*Text passage*
====
When I go, don’t cry for me;
In my Father’s arms I’ll be.
The wounds this world left on my soul
Will all be healed, and I’ll be whole.
Sun and moon will be replaced
With the light of Jesus’ face,
And I will not be ashamed,
For my Savior knows my name.

It don’t matter where you bury me;
I’ll be home, and I’ll be free
It don’t matter where I lay:
All my tears will be washed away.

I’ve been thinking about those lyrics a lot, about not being afraid to die. And then this morning, my pastor preached on Colossians 2:8:

See to it that no one takes you captive through philosophy and empty deception, according to the tradition of men, according to the elementary principles of the world, rather than according to Christ.

He went through some of the “traditions of men” that keep us from sanctification, and then he started talking about the elementary principles of the world. “Elementary” is the Greek word that connotes the basics, the ABCs, he said, and so in that verse God is referring to the things the world automatically assumes is right and true.

One of the elementary principles he mentioned was only having as many children as you think you can afford. He said that one of the primary reason for having only 2.5 children is economic, and, ultimately, selfish. That’s a topic for another day and another post, but the principle that hit me the most this morning was the following:

I have to live.

The world says living is the most important thing. You should step on people, manipulate and take advantage if it keeps you alive and improves your quality of life. But we don’t have to live our lives in such a way that our desire to live is first and foremost. In fact, we should live as though we are prepared to die at any moment.

I don’t live like that. I fear the opinions of men, even though on their worst days they wouldn’t kill me for the things I do or say that resemble Christ. And so I know that if the threat were death, apart from God I would never be able to act in such a way that might get me killed.

And so my prayer for this week is to not be taken captive by the principle that I have to live. I want to give up the whole world and gain my soul, that I might be more like Christ.

Don’t forget to taste and see that the Lord is good.
====
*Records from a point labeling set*
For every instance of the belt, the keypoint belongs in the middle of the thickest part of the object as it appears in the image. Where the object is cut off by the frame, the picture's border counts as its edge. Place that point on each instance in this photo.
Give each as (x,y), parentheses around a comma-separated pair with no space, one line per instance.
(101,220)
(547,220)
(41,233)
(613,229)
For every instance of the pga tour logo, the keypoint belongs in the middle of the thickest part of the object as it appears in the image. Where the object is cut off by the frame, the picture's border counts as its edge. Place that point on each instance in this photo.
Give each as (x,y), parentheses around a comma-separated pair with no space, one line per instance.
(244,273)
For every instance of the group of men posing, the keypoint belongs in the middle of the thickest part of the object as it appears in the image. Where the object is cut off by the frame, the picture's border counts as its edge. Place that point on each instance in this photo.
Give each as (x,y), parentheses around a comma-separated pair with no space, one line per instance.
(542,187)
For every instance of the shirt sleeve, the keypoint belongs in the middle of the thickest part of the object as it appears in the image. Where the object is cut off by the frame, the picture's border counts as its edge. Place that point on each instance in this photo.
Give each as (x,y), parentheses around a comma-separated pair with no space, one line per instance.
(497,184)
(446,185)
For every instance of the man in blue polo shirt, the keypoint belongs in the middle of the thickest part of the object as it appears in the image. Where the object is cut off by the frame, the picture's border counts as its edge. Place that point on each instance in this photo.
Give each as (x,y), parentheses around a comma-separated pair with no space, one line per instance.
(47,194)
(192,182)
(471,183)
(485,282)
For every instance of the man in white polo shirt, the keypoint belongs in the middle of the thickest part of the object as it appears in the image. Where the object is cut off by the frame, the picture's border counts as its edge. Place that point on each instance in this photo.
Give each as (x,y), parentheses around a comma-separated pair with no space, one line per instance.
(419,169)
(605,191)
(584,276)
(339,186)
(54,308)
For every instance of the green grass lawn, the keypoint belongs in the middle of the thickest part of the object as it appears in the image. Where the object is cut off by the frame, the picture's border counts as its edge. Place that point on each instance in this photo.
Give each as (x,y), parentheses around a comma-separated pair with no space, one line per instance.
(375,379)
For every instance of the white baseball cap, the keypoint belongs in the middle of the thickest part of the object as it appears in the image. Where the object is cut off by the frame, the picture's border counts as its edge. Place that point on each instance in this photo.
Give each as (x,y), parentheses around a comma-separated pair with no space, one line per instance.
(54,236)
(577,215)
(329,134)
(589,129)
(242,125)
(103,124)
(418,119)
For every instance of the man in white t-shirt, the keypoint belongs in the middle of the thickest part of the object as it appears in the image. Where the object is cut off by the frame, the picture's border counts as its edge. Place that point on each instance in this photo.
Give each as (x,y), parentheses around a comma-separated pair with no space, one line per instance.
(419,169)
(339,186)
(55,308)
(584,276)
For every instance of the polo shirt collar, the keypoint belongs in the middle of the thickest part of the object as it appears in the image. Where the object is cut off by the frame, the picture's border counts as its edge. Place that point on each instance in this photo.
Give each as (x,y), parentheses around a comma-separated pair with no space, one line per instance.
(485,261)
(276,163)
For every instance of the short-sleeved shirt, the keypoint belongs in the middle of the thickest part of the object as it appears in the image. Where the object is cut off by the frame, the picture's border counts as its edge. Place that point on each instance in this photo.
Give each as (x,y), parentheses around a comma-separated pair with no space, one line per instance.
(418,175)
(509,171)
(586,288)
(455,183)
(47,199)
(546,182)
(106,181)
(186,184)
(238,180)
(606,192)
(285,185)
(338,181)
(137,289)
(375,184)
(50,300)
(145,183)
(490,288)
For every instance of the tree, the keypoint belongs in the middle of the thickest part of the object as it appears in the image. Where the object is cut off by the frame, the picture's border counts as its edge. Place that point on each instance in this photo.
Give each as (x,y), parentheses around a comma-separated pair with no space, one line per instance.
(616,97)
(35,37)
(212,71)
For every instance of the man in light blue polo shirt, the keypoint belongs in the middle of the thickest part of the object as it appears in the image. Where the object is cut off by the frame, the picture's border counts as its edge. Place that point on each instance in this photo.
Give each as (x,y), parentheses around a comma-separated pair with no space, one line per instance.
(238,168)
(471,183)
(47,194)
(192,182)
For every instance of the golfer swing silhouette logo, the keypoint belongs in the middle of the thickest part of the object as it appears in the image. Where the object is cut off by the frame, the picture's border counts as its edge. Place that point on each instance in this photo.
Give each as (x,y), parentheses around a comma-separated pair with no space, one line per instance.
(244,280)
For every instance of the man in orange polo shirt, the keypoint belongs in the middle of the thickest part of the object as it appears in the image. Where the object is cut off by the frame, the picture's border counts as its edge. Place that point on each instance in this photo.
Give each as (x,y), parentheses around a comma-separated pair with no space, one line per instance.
====
*Challenges*
[A] In the post about not being afraid to die, which Bible verse did the pastor preach on that morning?
[B] Pull out word for word the part of the post about not being afraid to die that opens with the words containing "The wounds this" and closes with "be washed away.".
The rows above have nothing to do with what comes next.

*Responses by task*
[A] Colossians 2:8

[B]
The wounds this world left on my soul
Will all be healed, and I’ll be whole.
Sun and moon will be replaced
With the light of Jesus’ face,
And I will not be ashamed,
For my Savior knows my name.

It don’t matter where you bury me;
I’ll be home, and I’ll be free
It don’t matter where I lay:
All my tears will be washed away.